The sociocultural environment surrounding farming systems in Papua New Guinea is particularly complex, because of the country’s extreme geographic and cultural diversity. It's important to understand the specific sociocultural context to enable new crops and farming practices to be adopted by PNG farmers and to succeed, ultimately improving their livelihoods. This includes understanding farmers' perspectives, resources and decision making, government policies affecting smallholder agriculture, and market factors (e.g. value chains and consumer preferences). We've had some really good outcomes from ACIAR's socioeconomic research, and some examples are given below.
Helping women vegetable producers
Research aiming to improve vegetable production and marketing for smallholders in the Central province identified issues and training needs from farmer household surveys and workshops. The research found that women’s role in the fresh food supply chain, and the difficulties they face, have not been well understood or appreciated. Workshops and training specifically tailored for the women were subsequently used to help address this problem. As a result of being better informed, many of the women who participated have adopted new and improved practices in their vegetable business. This should help them earn better returns for their efforts, and time will tell.

• [PROBLEM TO SOLVE]:
Say whether each statement agrees with the Papua New Guinea farming text, answering yes or no and quoting the words that decide it: (a) The vegetable research was carried out for smallholders in the Central province. (b) The research found that women's role in the fresh food supply chain was already well understood. (c) Many of the women who took part have adopted new practices in their vegetable business. The records are separate material, apart from the Papua New Guinea farming text.

Raw records
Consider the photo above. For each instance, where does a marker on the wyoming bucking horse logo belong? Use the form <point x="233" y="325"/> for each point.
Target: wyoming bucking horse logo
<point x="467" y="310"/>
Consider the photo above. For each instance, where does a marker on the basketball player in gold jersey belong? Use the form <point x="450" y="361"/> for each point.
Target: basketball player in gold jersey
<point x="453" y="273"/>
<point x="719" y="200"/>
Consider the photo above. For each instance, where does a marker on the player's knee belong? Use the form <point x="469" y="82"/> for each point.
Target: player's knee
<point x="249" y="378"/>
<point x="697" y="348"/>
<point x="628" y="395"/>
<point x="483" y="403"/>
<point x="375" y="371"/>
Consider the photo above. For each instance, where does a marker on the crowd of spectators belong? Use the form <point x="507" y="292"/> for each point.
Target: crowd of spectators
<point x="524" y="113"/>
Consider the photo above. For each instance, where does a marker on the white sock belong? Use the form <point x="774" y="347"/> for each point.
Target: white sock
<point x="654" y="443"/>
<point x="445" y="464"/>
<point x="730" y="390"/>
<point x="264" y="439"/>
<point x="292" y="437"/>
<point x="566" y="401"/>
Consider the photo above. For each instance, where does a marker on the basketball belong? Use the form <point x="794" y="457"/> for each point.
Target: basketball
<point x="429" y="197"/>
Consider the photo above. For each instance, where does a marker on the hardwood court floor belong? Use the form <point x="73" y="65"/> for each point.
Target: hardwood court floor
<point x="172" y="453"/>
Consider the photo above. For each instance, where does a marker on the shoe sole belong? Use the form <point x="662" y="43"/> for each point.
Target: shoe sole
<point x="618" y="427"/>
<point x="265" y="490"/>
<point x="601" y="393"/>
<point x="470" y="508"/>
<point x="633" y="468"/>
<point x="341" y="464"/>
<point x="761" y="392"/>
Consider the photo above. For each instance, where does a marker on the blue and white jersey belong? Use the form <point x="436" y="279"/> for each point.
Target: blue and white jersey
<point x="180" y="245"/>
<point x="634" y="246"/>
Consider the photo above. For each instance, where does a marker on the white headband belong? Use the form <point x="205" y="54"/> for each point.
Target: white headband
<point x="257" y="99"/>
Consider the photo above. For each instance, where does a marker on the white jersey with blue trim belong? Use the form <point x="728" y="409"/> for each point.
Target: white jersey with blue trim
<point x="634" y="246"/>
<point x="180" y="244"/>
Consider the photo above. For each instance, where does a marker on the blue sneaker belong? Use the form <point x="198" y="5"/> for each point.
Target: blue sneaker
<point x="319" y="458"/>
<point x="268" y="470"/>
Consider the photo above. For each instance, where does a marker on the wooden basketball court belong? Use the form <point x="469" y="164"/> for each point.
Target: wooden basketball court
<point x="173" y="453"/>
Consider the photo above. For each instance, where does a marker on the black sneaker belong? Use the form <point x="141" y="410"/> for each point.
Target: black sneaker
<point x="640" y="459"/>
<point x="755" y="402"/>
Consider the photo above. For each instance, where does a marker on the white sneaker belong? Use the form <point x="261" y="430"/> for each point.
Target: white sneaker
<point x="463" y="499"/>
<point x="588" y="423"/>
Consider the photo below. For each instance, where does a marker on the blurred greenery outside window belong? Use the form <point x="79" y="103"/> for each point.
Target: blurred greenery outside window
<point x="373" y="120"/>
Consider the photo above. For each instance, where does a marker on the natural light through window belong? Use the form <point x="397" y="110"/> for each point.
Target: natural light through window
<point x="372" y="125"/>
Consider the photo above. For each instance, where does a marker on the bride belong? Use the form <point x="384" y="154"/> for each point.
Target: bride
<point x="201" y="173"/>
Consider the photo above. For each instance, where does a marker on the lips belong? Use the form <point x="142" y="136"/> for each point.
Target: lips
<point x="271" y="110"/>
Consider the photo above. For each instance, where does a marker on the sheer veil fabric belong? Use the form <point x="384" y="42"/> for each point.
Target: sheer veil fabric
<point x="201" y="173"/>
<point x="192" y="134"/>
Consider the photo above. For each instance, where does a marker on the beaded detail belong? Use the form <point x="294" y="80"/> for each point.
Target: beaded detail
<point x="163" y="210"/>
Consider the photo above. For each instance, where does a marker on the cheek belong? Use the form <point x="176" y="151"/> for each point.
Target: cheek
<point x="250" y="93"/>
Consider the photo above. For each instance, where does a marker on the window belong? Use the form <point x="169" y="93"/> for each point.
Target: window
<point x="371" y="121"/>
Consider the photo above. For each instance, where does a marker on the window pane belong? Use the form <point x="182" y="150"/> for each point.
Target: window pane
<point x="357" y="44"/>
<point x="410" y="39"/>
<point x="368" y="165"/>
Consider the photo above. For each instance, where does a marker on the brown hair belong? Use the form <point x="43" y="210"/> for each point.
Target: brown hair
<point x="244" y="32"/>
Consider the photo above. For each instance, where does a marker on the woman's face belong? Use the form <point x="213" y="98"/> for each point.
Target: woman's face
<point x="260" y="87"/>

• [FULL ANSWER]:
(a) Yes: "for smallholders in the Central province"
(b) No: "have not been well understood or appreciated"
(c) Yes: "many of the women who participated have adopted new and improved practices in their vegetable business"